__Source document__:
------------------------------------------------------------------------
In vitro cultured primary intestinal macrophages express classical macrophage markers such as CD68 (A) and CD163 (B) but do not express T cell markers such as CD3 (C). All three panels are double labels with CD68 and CD163 in green and nuclear labeling with Topro3 in blue. Intestinal macrophages were infected with SIVmac251 and in situ hybridization confirmed the presence of viral RNA (D). Uninfected cells are negative for SIV (E). Both panels involve double labels with viral RNA (red) and Bopro1 (green) for nuclear staining. SIV-infected macrophages can be detected in the intestine as early as 10 days post SIV infection (F). Arrows point to SIV-infected (red) macrophages that express CD68 (blue), CD163 (green) or both.
------------------------------------------------------------------------
__Data extract__:

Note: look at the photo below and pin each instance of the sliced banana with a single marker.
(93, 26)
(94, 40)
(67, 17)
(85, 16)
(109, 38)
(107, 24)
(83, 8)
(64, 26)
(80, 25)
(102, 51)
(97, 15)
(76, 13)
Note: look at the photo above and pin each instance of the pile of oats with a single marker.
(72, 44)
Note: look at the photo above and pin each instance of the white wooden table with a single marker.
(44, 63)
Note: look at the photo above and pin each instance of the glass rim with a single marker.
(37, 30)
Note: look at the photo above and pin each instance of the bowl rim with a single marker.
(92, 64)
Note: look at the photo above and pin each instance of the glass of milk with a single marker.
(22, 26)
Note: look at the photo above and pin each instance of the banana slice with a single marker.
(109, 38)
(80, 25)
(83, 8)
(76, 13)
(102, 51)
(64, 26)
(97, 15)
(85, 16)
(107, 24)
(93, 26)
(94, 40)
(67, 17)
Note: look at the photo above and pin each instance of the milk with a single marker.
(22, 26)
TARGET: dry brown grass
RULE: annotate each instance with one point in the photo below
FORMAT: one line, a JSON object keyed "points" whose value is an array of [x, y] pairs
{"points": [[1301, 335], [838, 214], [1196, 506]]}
------------------------------------------------------------------------
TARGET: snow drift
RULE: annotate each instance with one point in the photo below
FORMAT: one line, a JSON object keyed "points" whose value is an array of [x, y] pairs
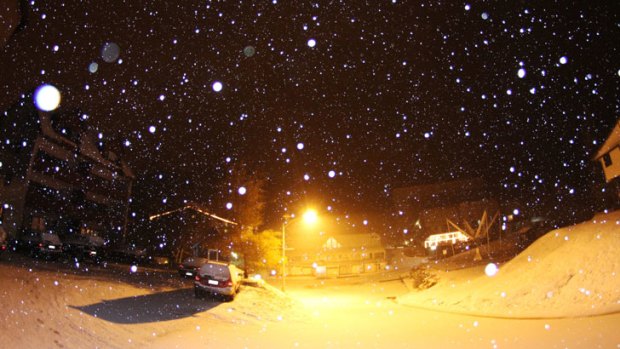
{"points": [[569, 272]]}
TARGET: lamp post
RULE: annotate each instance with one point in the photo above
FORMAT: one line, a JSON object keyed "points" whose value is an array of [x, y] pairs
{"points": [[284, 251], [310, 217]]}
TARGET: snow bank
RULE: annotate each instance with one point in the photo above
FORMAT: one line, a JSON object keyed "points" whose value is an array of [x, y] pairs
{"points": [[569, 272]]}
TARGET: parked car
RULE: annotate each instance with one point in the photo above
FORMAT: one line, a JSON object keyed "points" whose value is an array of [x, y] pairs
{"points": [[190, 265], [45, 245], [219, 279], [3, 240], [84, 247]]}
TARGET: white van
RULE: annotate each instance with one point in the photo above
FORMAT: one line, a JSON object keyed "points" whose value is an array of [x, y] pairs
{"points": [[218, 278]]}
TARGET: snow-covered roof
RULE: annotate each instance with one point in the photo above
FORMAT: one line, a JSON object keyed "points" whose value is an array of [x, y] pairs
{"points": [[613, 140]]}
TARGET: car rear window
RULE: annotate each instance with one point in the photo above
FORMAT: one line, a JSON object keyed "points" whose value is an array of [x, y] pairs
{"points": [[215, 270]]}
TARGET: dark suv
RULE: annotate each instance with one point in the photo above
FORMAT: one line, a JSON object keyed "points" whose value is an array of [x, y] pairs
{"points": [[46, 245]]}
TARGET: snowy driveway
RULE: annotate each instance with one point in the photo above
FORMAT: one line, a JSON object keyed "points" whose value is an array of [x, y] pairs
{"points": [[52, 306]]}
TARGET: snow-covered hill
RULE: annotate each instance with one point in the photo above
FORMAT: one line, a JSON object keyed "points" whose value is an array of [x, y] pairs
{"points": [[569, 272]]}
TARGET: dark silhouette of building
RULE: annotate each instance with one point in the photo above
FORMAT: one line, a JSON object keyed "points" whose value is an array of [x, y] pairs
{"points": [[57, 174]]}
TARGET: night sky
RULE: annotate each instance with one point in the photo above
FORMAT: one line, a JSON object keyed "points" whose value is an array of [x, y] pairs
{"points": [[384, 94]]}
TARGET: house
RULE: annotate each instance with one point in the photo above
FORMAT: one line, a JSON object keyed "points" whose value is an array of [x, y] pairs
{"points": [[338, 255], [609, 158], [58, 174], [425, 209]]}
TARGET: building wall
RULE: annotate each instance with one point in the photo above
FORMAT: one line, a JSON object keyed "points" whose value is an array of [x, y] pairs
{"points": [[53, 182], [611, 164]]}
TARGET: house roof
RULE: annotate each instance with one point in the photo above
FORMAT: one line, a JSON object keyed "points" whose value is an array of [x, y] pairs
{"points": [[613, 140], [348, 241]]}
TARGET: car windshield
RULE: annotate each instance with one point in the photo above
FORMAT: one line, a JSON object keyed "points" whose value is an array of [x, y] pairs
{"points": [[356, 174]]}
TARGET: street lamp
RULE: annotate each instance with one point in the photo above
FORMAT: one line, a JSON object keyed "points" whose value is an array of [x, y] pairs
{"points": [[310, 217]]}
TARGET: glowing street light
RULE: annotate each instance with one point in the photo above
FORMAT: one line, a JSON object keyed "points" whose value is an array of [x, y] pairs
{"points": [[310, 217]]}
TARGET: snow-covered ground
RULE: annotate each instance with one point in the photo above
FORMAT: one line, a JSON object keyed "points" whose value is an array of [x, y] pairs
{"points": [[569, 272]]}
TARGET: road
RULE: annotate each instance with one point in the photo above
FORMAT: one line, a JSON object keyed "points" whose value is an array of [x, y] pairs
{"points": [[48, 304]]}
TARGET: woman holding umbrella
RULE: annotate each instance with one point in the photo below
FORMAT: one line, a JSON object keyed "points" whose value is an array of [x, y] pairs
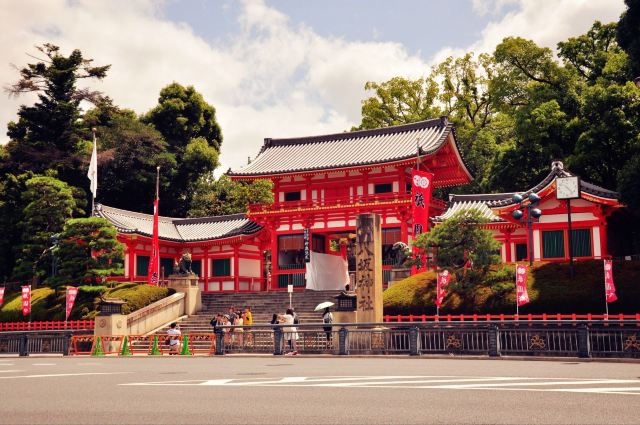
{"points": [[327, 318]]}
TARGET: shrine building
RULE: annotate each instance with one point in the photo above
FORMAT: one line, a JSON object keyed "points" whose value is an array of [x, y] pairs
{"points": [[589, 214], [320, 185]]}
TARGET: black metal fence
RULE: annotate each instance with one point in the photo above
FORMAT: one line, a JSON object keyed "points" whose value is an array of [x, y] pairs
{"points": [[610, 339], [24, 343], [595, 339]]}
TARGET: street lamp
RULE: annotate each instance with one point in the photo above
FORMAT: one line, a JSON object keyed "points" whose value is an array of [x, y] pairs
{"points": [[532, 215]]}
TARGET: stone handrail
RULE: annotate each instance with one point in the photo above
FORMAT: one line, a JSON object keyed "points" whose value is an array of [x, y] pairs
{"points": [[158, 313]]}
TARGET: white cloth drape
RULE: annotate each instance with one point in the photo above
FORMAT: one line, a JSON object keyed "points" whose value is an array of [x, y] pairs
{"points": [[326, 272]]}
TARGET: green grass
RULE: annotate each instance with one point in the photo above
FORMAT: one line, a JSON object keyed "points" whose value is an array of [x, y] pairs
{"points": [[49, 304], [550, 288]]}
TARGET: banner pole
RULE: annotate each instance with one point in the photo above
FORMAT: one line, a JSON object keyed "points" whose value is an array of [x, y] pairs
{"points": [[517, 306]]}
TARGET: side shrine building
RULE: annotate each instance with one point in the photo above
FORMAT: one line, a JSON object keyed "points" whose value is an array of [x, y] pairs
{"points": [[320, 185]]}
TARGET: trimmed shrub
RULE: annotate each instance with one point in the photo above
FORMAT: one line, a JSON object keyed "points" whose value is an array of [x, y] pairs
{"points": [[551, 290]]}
------------------------------------------------------------------------
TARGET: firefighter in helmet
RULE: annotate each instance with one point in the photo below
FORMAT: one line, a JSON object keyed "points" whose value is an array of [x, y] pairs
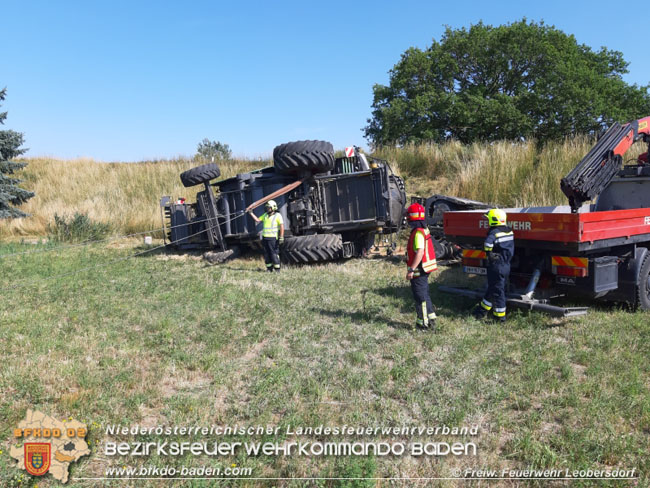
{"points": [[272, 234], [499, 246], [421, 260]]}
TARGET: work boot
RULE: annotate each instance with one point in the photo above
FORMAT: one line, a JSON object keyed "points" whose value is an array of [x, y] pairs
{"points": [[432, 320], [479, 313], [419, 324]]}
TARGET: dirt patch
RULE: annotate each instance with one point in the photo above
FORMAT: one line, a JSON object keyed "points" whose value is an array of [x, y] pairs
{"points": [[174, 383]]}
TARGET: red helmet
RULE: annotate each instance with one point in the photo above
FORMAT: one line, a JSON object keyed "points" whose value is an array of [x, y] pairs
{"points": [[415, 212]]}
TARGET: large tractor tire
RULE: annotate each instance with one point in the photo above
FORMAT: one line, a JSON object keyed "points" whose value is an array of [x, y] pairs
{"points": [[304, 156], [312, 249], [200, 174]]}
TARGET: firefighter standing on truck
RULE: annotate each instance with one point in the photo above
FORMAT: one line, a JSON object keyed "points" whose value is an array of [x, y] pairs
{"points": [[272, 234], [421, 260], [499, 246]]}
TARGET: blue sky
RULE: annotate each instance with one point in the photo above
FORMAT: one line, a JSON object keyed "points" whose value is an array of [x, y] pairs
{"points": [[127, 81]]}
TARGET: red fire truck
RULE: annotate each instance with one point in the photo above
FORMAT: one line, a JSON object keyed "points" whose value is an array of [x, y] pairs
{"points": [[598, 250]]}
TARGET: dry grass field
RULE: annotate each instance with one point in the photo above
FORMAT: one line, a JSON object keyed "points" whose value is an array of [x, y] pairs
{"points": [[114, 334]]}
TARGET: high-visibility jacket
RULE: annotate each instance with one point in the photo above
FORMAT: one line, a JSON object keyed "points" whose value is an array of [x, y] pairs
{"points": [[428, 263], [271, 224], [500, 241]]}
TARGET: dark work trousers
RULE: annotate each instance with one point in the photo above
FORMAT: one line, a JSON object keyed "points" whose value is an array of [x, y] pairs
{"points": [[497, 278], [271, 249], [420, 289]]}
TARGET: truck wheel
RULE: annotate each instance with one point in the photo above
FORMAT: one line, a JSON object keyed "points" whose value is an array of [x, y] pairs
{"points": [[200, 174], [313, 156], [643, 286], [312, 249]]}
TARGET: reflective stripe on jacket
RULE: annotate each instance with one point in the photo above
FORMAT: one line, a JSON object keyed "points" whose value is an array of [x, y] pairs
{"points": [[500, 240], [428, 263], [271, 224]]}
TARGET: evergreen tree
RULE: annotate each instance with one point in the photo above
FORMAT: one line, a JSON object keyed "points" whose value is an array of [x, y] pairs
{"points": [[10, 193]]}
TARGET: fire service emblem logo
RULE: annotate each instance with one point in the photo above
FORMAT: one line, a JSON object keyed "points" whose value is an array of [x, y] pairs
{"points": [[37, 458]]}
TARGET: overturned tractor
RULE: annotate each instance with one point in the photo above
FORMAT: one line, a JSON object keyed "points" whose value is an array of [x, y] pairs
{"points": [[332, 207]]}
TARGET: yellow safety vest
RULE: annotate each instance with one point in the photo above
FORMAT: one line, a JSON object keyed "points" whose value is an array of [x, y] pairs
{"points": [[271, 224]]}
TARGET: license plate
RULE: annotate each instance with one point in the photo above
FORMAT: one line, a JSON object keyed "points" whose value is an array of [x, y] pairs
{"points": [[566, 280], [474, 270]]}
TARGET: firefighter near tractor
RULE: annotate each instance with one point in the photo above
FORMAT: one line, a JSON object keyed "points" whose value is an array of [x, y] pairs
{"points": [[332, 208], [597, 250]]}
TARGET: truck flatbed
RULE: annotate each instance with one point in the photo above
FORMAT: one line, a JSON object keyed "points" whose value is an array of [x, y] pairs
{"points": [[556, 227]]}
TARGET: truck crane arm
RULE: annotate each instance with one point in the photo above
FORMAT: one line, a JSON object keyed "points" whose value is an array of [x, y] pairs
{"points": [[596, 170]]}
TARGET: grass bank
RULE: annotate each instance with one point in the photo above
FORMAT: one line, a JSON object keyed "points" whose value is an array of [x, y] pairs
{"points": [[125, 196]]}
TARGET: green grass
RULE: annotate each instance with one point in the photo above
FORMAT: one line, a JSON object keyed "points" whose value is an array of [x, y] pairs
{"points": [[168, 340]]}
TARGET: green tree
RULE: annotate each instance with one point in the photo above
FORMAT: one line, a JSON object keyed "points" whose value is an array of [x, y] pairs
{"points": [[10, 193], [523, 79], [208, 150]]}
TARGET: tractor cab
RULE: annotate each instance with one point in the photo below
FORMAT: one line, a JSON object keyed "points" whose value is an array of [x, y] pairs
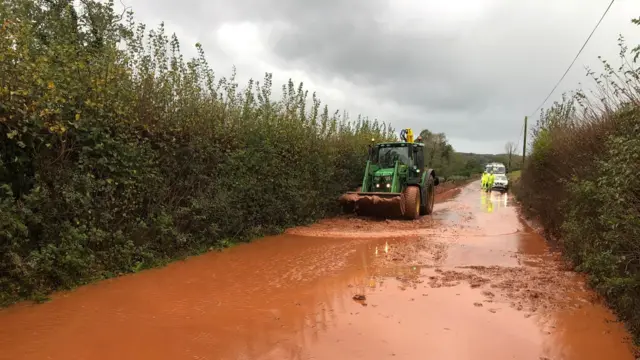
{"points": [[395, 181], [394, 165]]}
------------------------------------------------------------------------
__What to work on__:
Reproduce the stretch from "In vitro cultured" through "(green) or both." in the passage on SIV-infected intestinal macrophages, word for word.

__Response box__:
In vitro cultured primary intestinal macrophages express classical macrophage markers such as CD68 (A) and CD163 (B) but do not express T cell markers such as CD3 (C). All three panels are double labels with CD68 and CD163 in green and nuclear labeling with Topro3 in blue. Intestinal macrophages were infected with SIVmac251 and in situ hybridization confirmed the presence of viral RNA (D). Uninfected cells are negative for SIV (E). Both panels involve double labels with viral RNA (red) and Bopro1 (green) for nuclear staining. SIV-infected macrophages can be detected in the intestine as early as 10 days post SIV infection (F). Arrows point to SIV-infected (red) macrophages that express CD68 (blue), CD163 (green) or both.